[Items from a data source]

□ □ □ □

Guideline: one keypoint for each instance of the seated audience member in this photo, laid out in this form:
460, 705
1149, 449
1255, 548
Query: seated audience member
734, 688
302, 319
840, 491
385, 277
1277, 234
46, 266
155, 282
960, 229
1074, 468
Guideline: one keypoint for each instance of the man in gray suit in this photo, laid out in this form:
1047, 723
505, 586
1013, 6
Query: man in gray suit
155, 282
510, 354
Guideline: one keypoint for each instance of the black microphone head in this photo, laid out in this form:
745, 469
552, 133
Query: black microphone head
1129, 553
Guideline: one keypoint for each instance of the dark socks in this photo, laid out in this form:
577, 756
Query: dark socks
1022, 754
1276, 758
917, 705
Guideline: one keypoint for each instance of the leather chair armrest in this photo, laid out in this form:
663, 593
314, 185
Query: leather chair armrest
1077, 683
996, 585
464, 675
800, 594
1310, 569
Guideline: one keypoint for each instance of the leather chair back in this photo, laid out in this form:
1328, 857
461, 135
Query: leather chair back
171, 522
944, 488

□ □ □ □

Rescale the listing above by writing out every line again, requests included. Multiply each point coordinate in the answers by 0.9 and round to the nearest whole number, with halves rounding up, but leave the sample coordinates in the requests unchanged.

WRITTEN SOLUTION:
Guideline: one keypoint for each instance of the seated audience member in this photo, laid out in this form:
460, 705
1149, 449
1255, 548
Query: seated audience member
661, 619
272, 287
756, 442
347, 249
1149, 211
41, 239
140, 254
864, 206
967, 421
Guideline: one keypoint for each instance of the man in gray suit in this photo, laid out in this form:
1047, 723
505, 586
1013, 6
Query: man in gray suit
140, 254
459, 319
Guideline: one keypoint for each instance of the black microphone head in this photo, laid out in this form:
745, 469
552, 133
Query: black microphone head
1016, 498
Guideline: one keypoint for each instance of the dark socks in this photo, laid out in this form:
577, 756
Query: dark socks
920, 679
1148, 682
825, 635
Guideline: one keypoint for each instance of the leather chair armrest in this photo, laid out in this form:
663, 593
314, 185
Query: leather chair armrest
969, 615
896, 527
418, 608
720, 535
1179, 512
Guideline: one keypoint for each instance of the leather chair back in this photo, laid out in this form:
1328, 857
461, 135
Query: leather chair back
154, 470
850, 439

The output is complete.